===== INPUT RECORDS

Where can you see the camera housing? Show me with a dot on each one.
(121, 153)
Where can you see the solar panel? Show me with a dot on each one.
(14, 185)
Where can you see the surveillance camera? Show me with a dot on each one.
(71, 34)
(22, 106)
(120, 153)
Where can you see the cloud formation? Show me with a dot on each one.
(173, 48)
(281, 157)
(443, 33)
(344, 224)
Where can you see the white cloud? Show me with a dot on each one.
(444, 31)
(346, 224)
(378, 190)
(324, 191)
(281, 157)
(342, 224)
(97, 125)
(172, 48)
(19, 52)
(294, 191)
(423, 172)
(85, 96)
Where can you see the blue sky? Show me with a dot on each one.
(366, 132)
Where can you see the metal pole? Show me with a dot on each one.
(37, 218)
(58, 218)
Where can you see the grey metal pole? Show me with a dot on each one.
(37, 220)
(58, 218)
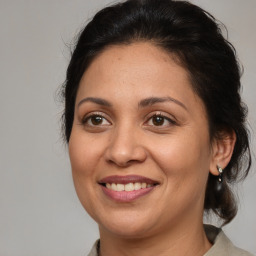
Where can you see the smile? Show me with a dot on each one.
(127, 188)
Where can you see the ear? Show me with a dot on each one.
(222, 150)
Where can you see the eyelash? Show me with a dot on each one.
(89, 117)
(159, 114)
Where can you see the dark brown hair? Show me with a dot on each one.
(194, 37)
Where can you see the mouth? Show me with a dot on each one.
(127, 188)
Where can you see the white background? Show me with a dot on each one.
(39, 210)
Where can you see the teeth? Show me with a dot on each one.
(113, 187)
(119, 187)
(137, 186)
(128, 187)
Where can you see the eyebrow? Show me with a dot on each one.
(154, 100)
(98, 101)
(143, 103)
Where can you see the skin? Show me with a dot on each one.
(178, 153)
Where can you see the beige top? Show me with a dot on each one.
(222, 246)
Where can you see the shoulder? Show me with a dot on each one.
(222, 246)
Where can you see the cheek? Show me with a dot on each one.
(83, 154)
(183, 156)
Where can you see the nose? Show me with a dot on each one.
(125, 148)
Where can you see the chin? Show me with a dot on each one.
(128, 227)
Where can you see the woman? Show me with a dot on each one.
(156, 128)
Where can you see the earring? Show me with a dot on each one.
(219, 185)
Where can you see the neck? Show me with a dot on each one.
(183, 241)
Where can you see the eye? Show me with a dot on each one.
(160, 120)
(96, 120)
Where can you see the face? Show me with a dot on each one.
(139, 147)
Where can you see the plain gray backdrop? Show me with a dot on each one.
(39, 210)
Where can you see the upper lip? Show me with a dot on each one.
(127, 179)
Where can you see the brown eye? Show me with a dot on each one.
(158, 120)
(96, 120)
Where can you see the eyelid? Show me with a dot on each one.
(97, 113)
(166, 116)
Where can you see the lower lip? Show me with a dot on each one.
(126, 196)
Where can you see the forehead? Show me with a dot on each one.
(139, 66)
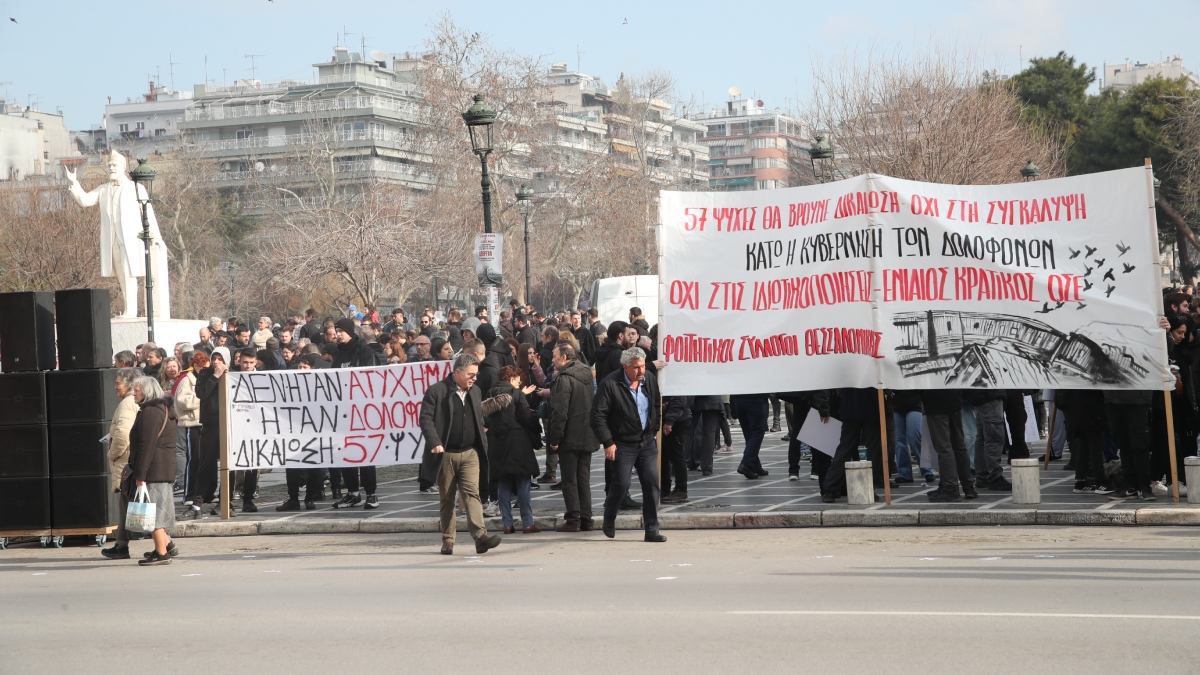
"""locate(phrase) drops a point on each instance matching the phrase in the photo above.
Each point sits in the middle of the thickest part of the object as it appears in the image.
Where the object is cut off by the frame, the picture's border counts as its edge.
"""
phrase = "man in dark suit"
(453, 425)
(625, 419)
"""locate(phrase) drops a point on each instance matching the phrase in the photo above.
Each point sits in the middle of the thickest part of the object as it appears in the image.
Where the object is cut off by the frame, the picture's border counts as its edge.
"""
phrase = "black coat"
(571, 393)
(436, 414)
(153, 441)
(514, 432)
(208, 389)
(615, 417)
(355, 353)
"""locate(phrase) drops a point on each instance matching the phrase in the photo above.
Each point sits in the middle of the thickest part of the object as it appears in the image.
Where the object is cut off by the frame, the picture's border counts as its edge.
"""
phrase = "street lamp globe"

==========

THE EXERCISE >> Convert the stretch of items from the line containing "Where can you see the lower" through the end of the items into a numbered list, omitting blank lines. Leave the pictures out of the list.

RESULT OF THE EXERCISE >>
1. Where can you see the lower lip? Show me with a dot on each one.
2. (126, 196)
3. Where can you see the forehead? Show me with a dot on each one.
4. (139, 66)
5. """locate(phrase) drops a point on each instance matching the phrase in the photo above.
6. Each point sits in the middle of the thickest part of the object as it appears in the image.
7. Where the object is cut off by the frame, the picture's border counts as its edge.
8. """
9. phrase = "man in dark suit"
10. (453, 425)
11. (625, 419)
12. """locate(phrase) drops a point on each instance matching the phrase in the photo above.
13. Each point sits in the middle of the thickest part of the object as it appears in the image.
14. Where the object is cut off by the frame, the picture's border counts as its edge.
15. """
16. phrase = "black coat"
17. (571, 393)
18. (436, 414)
19. (153, 441)
20. (514, 432)
21. (208, 389)
22. (615, 417)
23. (355, 353)
24. """locate(phrase) drops a point on each instance matching the phrase in the photo above.
25. Each point sits in the middle of the thickest part of the object as it appears in the image.
26. Where the object is cut off by the frame, the picture's border counts as its edge.
27. """
28. phrase = "street lamp globe"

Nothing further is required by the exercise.